Given the entries that follow, write out exactly the lines starting at the one containing "box: [412, 341, 466, 493]" and ending at the one containing "positive clicks: (49, 505) (112, 550)", both ends included, and only those.
....................
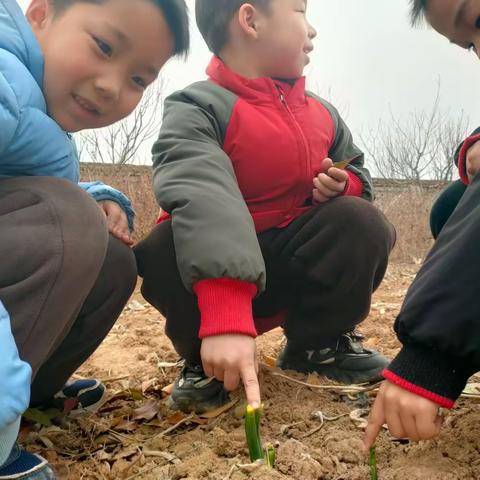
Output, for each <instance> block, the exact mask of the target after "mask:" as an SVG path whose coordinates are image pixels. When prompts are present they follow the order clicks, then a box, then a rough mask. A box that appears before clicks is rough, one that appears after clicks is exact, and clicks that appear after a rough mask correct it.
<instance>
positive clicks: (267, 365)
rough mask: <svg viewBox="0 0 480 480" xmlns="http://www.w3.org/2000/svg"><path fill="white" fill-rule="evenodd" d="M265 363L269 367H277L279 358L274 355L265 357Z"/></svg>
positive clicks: (263, 361)
mask: <svg viewBox="0 0 480 480" xmlns="http://www.w3.org/2000/svg"><path fill="white" fill-rule="evenodd" d="M263 363H264V364H265V365H266V366H267V367H269V368H275V367H276V366H277V359H276V358H274V357H268V356H265V357H263Z"/></svg>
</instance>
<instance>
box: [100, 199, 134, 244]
mask: <svg viewBox="0 0 480 480" xmlns="http://www.w3.org/2000/svg"><path fill="white" fill-rule="evenodd" d="M97 204H98V206H99V207H100V209H101V210H102V212H103V213H104V214H105V216H106V217H107V227H108V231H109V232H110V233H111V234H112V235H113V236H114V237H115V238H118V239H119V240H120V241H122V242H123V243H125V244H126V245H128V246H129V247H130V246H131V245H133V240H132V237H131V236H130V230H129V229H128V219H127V214H126V213H125V212H124V211H123V209H122V207H120V205H119V204H118V203H116V202H112V201H111V200H101V201H100V202H97Z"/></svg>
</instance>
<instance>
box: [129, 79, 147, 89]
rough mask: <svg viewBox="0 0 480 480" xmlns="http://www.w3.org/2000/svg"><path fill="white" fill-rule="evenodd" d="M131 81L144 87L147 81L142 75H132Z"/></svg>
mask: <svg viewBox="0 0 480 480" xmlns="http://www.w3.org/2000/svg"><path fill="white" fill-rule="evenodd" d="M132 80H133V82H134V83H136V84H137V85H138V86H139V87H142V88H146V87H147V82H146V81H145V80H144V79H143V78H142V77H133V78H132Z"/></svg>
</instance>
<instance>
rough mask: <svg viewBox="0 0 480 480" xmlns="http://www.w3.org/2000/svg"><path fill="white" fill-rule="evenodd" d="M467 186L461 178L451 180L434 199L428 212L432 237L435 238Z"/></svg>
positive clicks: (463, 192) (456, 203)
mask: <svg viewBox="0 0 480 480" xmlns="http://www.w3.org/2000/svg"><path fill="white" fill-rule="evenodd" d="M466 188H467V186H466V185H465V184H464V183H462V181H461V180H456V181H455V182H452V183H451V184H450V185H449V186H448V187H447V188H445V189H444V190H443V191H442V192H441V193H440V195H439V197H438V198H437V200H436V201H435V203H434V204H433V207H432V211H431V212H430V230H431V231H432V235H433V238H435V239H436V238H437V237H438V235H439V234H440V232H441V231H442V228H443V227H444V225H445V224H446V223H447V221H448V219H449V218H450V216H451V215H452V213H453V212H454V210H455V208H457V205H458V202H460V200H461V199H462V197H463V194H464V193H465V190H466Z"/></svg>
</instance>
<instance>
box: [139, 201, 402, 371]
mask: <svg viewBox="0 0 480 480" xmlns="http://www.w3.org/2000/svg"><path fill="white" fill-rule="evenodd" d="M394 239H395V233H394V229H393V226H392V225H391V224H390V223H389V222H388V221H387V220H386V218H385V217H384V215H383V214H382V213H381V212H380V211H379V210H378V209H377V208H375V207H374V206H373V205H371V204H370V203H368V202H366V201H364V200H362V199H359V198H352V197H340V198H337V199H334V200H331V201H329V202H328V203H326V204H324V205H320V206H317V207H315V208H312V209H311V210H310V211H308V212H307V213H305V214H304V215H302V216H301V217H300V218H298V219H296V220H295V221H294V222H293V223H291V224H290V225H289V226H288V227H286V228H282V229H271V230H268V231H266V232H263V233H260V234H259V235H258V241H259V243H260V247H261V250H262V253H263V256H264V260H265V264H266V272H267V287H266V290H265V292H264V293H263V294H262V295H260V296H259V297H258V298H256V299H255V300H254V302H253V313H254V317H256V318H257V317H269V316H272V315H277V314H279V313H280V312H285V322H284V329H285V335H286V336H287V338H288V340H289V342H291V343H292V344H293V345H295V346H297V347H298V348H299V349H309V348H321V347H322V346H327V345H330V344H331V343H332V342H335V340H336V339H337V338H338V336H339V335H340V334H342V333H345V332H347V331H350V330H352V329H353V328H354V327H355V326H356V325H357V324H358V323H360V322H361V321H362V320H364V319H365V318H366V316H367V315H368V312H369V309H370V301H371V296H372V292H373V291H374V290H375V289H376V288H377V287H378V285H379V284H380V282H381V280H382V278H383V276H384V274H385V270H386V267H387V262H388V255H389V253H390V251H391V249H392V247H393V244H394ZM135 254H136V256H137V263H138V269H139V274H140V276H142V277H143V285H142V294H143V296H144V297H145V299H146V300H147V301H148V302H150V303H151V304H152V305H153V306H154V307H155V308H157V309H158V310H159V311H160V312H161V313H162V314H163V315H164V316H165V317H166V320H167V323H166V333H167V335H168V337H169V338H170V339H171V341H172V343H173V346H174V348H175V350H176V351H177V352H178V353H179V354H180V356H181V357H183V358H185V359H186V360H187V361H188V362H190V363H197V364H198V363H199V362H200V346H201V341H200V339H199V338H198V331H199V328H200V313H199V310H198V306H197V299H196V296H194V295H192V294H190V293H189V292H188V291H187V290H186V289H185V287H184V285H183V284H182V281H181V278H180V275H179V272H178V268H177V262H176V257H175V246H174V242H173V235H172V228H171V222H170V221H165V222H163V223H161V224H160V225H157V226H156V227H155V228H154V229H153V231H152V232H151V233H150V235H149V236H148V237H147V238H146V239H145V240H143V241H142V242H141V243H140V244H138V245H137V247H136V248H135Z"/></svg>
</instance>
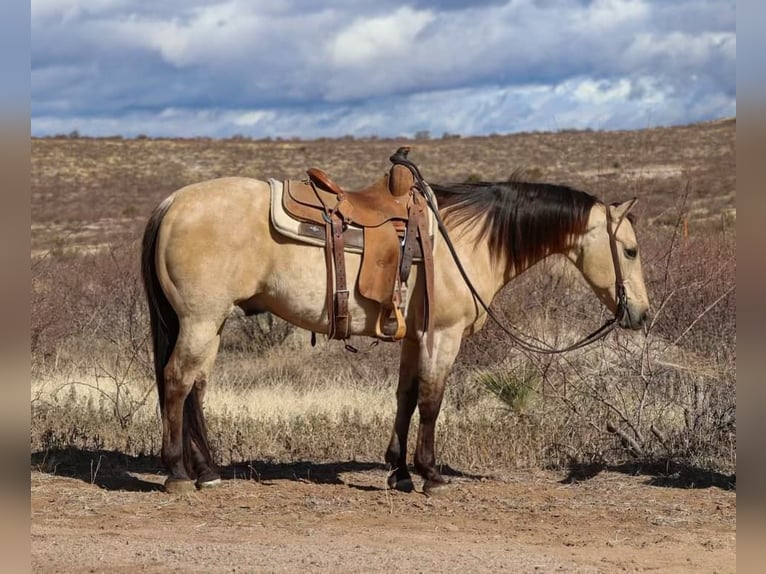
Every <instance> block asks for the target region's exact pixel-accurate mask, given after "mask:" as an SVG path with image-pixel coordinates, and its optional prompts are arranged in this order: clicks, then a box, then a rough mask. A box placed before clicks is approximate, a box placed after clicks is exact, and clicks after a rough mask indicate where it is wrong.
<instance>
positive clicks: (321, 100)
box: [31, 0, 737, 139]
mask: <svg viewBox="0 0 766 574" xmlns="http://www.w3.org/2000/svg"><path fill="white" fill-rule="evenodd" d="M736 47H737V39H736V2H735V0H715V1H714V0H510V1H507V0H506V1H504V0H411V1H410V2H390V1H389V0H337V1H334V2H322V1H318V0H314V1H312V0H229V1H223V2H216V1H213V0H163V1H162V2H147V1H137V0H32V2H31V67H32V75H31V129H32V134H33V135H35V136H45V135H57V134H69V133H72V132H75V131H76V132H78V133H79V134H80V135H89V136H113V135H121V136H124V137H135V136H138V135H146V136H149V137H197V136H208V137H231V136H245V137H253V138H264V137H283V138H292V137H299V138H304V139H311V138H318V137H343V136H354V137H368V136H378V137H398V136H407V137H412V136H414V135H417V134H419V133H420V134H421V135H422V134H425V133H428V134H430V135H431V136H432V137H441V136H442V135H444V134H446V133H448V134H459V135H487V134H493V133H499V134H505V133H516V132H523V131H535V130H536V131H557V130H562V129H586V128H590V129H597V130H614V129H641V128H646V127H653V126H661V125H679V124H687V123H692V122H697V121H705V120H712V119H717V118H722V117H730V116H735V115H736Z"/></svg>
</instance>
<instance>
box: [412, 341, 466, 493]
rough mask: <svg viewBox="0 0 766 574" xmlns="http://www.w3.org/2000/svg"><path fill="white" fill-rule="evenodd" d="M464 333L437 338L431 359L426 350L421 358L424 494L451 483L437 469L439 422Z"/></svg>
mask: <svg viewBox="0 0 766 574" xmlns="http://www.w3.org/2000/svg"><path fill="white" fill-rule="evenodd" d="M461 335H462V333H453V334H452V336H450V334H448V333H442V336H441V337H437V339H436V342H437V343H438V344H436V345H434V352H433V355H432V356H429V355H428V353H427V351H425V349H422V352H421V355H420V375H419V385H418V412H419V414H420V425H419V427H418V440H417V444H416V446H415V469H416V470H417V471H418V474H420V476H422V477H423V479H424V480H425V482H424V483H423V492H424V493H425V494H429V495H431V494H435V493H436V492H437V491H439V490H441V489H443V488H444V487H445V486H446V485H447V484H448V483H449V481H447V480H445V479H444V477H442V475H441V474H440V473H439V471H438V470H436V456H435V454H434V449H435V440H434V434H435V429H436V419H437V418H438V417H439V411H440V409H441V404H442V399H443V398H444V385H445V382H446V380H447V375H449V372H450V369H451V368H452V364H453V363H454V361H455V357H456V356H457V353H458V351H459V350H460V342H461V340H462V337H461Z"/></svg>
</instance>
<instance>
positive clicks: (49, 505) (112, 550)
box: [31, 463, 736, 573]
mask: <svg viewBox="0 0 766 574" xmlns="http://www.w3.org/2000/svg"><path fill="white" fill-rule="evenodd" d="M286 468H288V469H289V468H292V470H293V474H292V476H289V474H290V472H289V471H288V472H279V473H272V475H271V476H268V473H267V474H266V475H263V474H261V475H258V474H257V473H252V472H251V473H250V474H251V477H245V478H230V479H229V480H224V481H223V483H222V485H221V486H220V487H219V488H217V489H215V490H210V491H203V492H198V493H195V494H192V495H185V496H174V495H168V494H165V493H164V492H161V491H160V490H159V486H160V485H161V482H162V477H161V476H158V475H156V474H151V473H147V472H128V471H125V472H123V473H122V475H121V476H120V477H116V476H111V477H110V476H109V474H108V472H107V471H105V472H104V473H103V474H101V476H100V477H99V474H98V473H96V474H95V479H94V480H93V483H91V480H90V479H89V478H88V476H87V475H85V473H84V472H83V473H82V474H83V475H85V476H71V475H70V476H62V475H60V474H54V473H53V472H51V471H50V470H48V471H46V472H40V471H38V470H33V471H32V475H31V483H32V493H31V494H32V503H31V513H32V527H31V535H32V568H33V571H34V572H135V571H137V570H139V569H140V570H141V571H145V572H181V571H186V572H191V571H194V572H298V571H300V572H325V571H327V572H330V571H331V572H400V571H408V572H461V573H462V572H493V571H505V572H649V571H658V572H663V573H672V572H734V571H735V569H736V493H735V492H734V491H733V490H726V489H722V488H719V487H717V486H710V487H705V488H679V487H677V486H673V485H672V484H660V483H658V481H657V480H656V479H653V478H652V477H647V476H633V475H629V474H625V473H622V472H614V471H612V472H600V473H598V474H596V475H595V476H593V477H589V478H588V479H587V480H583V481H576V482H574V483H566V482H562V479H565V478H566V475H565V474H564V473H554V472H536V473H531V472H524V473H516V474H512V475H504V476H502V477H493V478H477V477H474V478H463V477H457V478H454V479H453V488H452V489H451V490H450V491H449V492H448V493H447V494H445V495H443V496H440V497H438V498H428V497H426V496H424V495H423V494H421V493H418V492H414V493H409V494H404V493H399V492H389V491H387V490H385V489H384V488H383V486H384V484H385V476H386V474H385V471H384V470H383V469H382V468H380V467H379V466H378V465H375V464H366V463H341V464H340V465H339V466H337V467H333V466H331V465H330V466H327V465H313V466H312V465H306V466H295V467H286ZM333 469H334V470H333ZM283 470H284V469H283ZM312 471H313V473H312ZM241 474H242V473H240V476H241ZM90 476H93V473H91V475H90Z"/></svg>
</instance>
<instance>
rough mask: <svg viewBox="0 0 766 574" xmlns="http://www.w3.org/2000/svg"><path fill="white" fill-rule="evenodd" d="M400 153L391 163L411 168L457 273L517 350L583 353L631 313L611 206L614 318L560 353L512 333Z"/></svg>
mask: <svg viewBox="0 0 766 574" xmlns="http://www.w3.org/2000/svg"><path fill="white" fill-rule="evenodd" d="M400 151H401V150H399V151H397V153H395V154H394V155H392V156H391V157H390V158H389V159H390V161H391V162H392V163H398V164H401V165H404V166H405V167H408V168H409V169H410V171H411V172H412V175H413V177H414V178H415V183H416V185H417V186H418V187H419V188H420V191H421V192H422V193H423V196H424V197H425V198H426V202H427V204H428V207H429V209H430V210H431V211H432V212H433V213H434V216H435V218H436V223H437V226H438V227H439V231H440V232H441V234H442V237H444V242H445V244H446V245H447V248H448V249H449V252H450V254H451V255H452V258H453V259H454V261H455V264H456V265H457V268H458V271H460V275H461V276H462V277H463V281H465V284H466V285H467V286H468V289H469V290H470V292H471V295H472V296H473V298H474V300H475V301H478V303H479V305H481V307H482V309H484V311H485V312H486V313H487V315H488V316H489V318H490V319H492V320H493V321H494V322H495V323H496V324H497V326H498V327H500V328H501V329H502V330H503V332H505V333H506V334H507V335H508V336H509V337H510V338H511V340H512V341H513V342H514V343H515V344H516V346H518V347H520V348H521V349H523V350H525V351H528V352H531V353H539V354H544V355H556V354H560V353H567V352H569V351H574V350H576V349H581V348H583V347H586V346H588V345H590V344H592V343H595V342H596V341H598V340H600V339H603V338H604V337H606V336H607V335H608V334H609V333H610V332H611V331H612V330H613V329H614V328H615V327H617V325H618V321H620V320H622V319H623V318H624V317H625V314H626V313H627V312H628V307H627V304H628V297H627V292H626V290H625V282H624V280H623V277H622V270H621V268H620V260H619V256H618V252H617V239H616V234H617V229H618V228H619V226H620V224H621V223H622V220H620V221H619V223H618V224H617V227H616V228H615V229H614V231H612V217H611V214H610V213H609V206H606V210H605V211H606V228H607V234H608V235H609V249H610V251H611V253H612V264H613V265H614V271H615V296H616V298H617V308H616V309H615V312H614V317H612V318H611V319H608V320H607V321H606V322H605V323H604V324H603V325H601V327H599V328H598V329H596V330H595V331H593V332H592V333H590V334H589V335H587V336H586V337H584V338H583V339H581V340H579V341H577V342H575V343H572V344H571V345H569V346H567V347H563V348H561V349H555V348H552V347H550V346H549V347H547V348H546V347H540V346H538V345H536V344H535V343H532V342H530V341H528V340H526V339H524V338H522V337H521V336H519V335H517V334H516V333H513V332H512V331H511V330H510V329H509V328H508V327H506V326H505V325H504V324H503V323H502V322H501V321H500V319H499V318H498V317H497V315H496V314H495V313H494V311H492V309H490V307H489V305H487V304H486V303H485V302H484V300H483V299H482V298H481V295H479V293H478V292H477V291H476V288H475V287H474V286H473V283H472V282H471V280H470V278H469V277H468V273H467V272H466V270H465V268H464V267H463V264H462V263H461V261H460V258H459V257H458V255H457V252H456V251H455V247H454V245H453V244H452V240H451V239H450V237H449V234H448V232H447V227H446V226H445V225H444V220H443V219H442V217H441V214H440V213H439V209H438V207H437V205H436V199H435V197H434V194H433V190H432V189H431V187H430V186H429V185H428V184H427V183H426V182H425V180H424V179H423V176H422V175H421V174H420V170H419V169H418V167H417V166H416V165H415V164H414V163H412V162H411V161H410V160H409V159H407V157H406V152H405V153H400Z"/></svg>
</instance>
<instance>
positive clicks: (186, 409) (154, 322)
mask: <svg viewBox="0 0 766 574" xmlns="http://www.w3.org/2000/svg"><path fill="white" fill-rule="evenodd" d="M172 203H173V200H172V198H168V199H166V200H165V201H163V202H162V203H161V204H160V205H159V206H157V208H156V209H155V210H154V212H153V213H152V215H151V217H150V218H149V221H148V223H147V224H146V229H145V230H144V238H143V242H142V246H141V273H142V276H143V280H144V291H145V292H146V300H147V303H148V305H149V320H150V325H151V330H152V350H153V352H154V375H155V379H156V381H157V393H158V395H159V402H160V412H161V413H163V416H164V412H165V366H166V365H167V364H168V361H169V360H170V355H171V354H172V352H173V349H174V348H175V345H176V342H177V341H178V329H179V323H178V315H177V314H176V312H175V310H174V309H173V307H172V306H171V304H170V301H168V299H167V297H166V296H165V293H164V292H163V291H162V286H161V285H160V282H159V278H158V277H157V266H156V259H155V258H156V253H157V235H158V233H159V229H160V225H161V224H162V219H163V218H164V217H165V214H166V213H167V211H168V209H169V208H170V205H171V204H172ZM183 425H184V428H183V437H184V438H183V443H184V445H183V451H184V463H185V465H186V469H187V471H188V472H189V473H190V476H194V474H193V473H194V468H193V467H194V466H195V464H194V462H193V461H192V456H193V454H192V451H193V446H194V445H196V446H197V448H198V449H199V454H201V455H202V457H203V459H204V460H205V461H208V462H209V461H211V460H212V456H211V453H210V445H209V444H208V439H207V428H206V425H205V418H204V415H203V413H202V405H201V404H200V400H199V397H198V396H197V392H196V391H195V390H194V389H192V391H191V392H190V393H189V394H188V395H187V397H186V401H185V402H184V409H183ZM192 441H193V444H192Z"/></svg>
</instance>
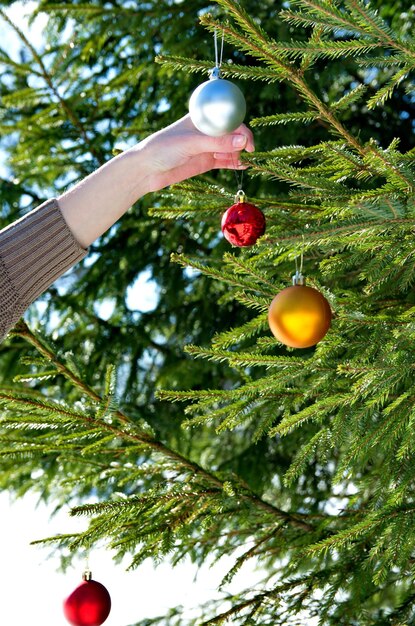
....................
__EXERCISE RESPONSE__:
box: [412, 341, 466, 493]
rough mask: <svg viewBox="0 0 766 574" xmlns="http://www.w3.org/2000/svg"><path fill="white" fill-rule="evenodd" d="M464 333L437 338L431 359L426 350L421 358L424 494L451 483L437 469L439 422Z"/></svg>
mask: <svg viewBox="0 0 766 574" xmlns="http://www.w3.org/2000/svg"><path fill="white" fill-rule="evenodd" d="M461 335H462V333H453V334H452V336H450V334H448V333H442V336H441V337H437V339H436V342H437V343H438V344H436V345H434V352H433V355H432V356H429V355H428V353H427V351H425V349H422V352H421V355H420V375H419V385H418V412H419V414H420V425H419V427H418V440H417V444H416V446H415V469H416V470H417V471H418V474H420V476H422V477H423V479H424V480H425V482H424V483H423V492H424V493H425V494H429V495H431V494H435V493H436V492H437V491H439V490H441V489H443V488H444V487H445V486H446V485H447V484H448V483H449V481H447V480H445V479H444V477H442V475H441V474H440V473H439V471H438V470H436V456H435V454H434V449H435V440H434V434H435V429H436V419H437V418H438V417H439V411H440V409H441V404H442V399H443V398H444V385H445V382H446V380H447V375H449V372H450V369H451V368H452V364H453V363H454V361H455V357H456V356H457V353H458V351H459V350H460V342H461V340H462V337H461Z"/></svg>
</instance>
<instance>
positive clicks: (49, 505) (112, 550)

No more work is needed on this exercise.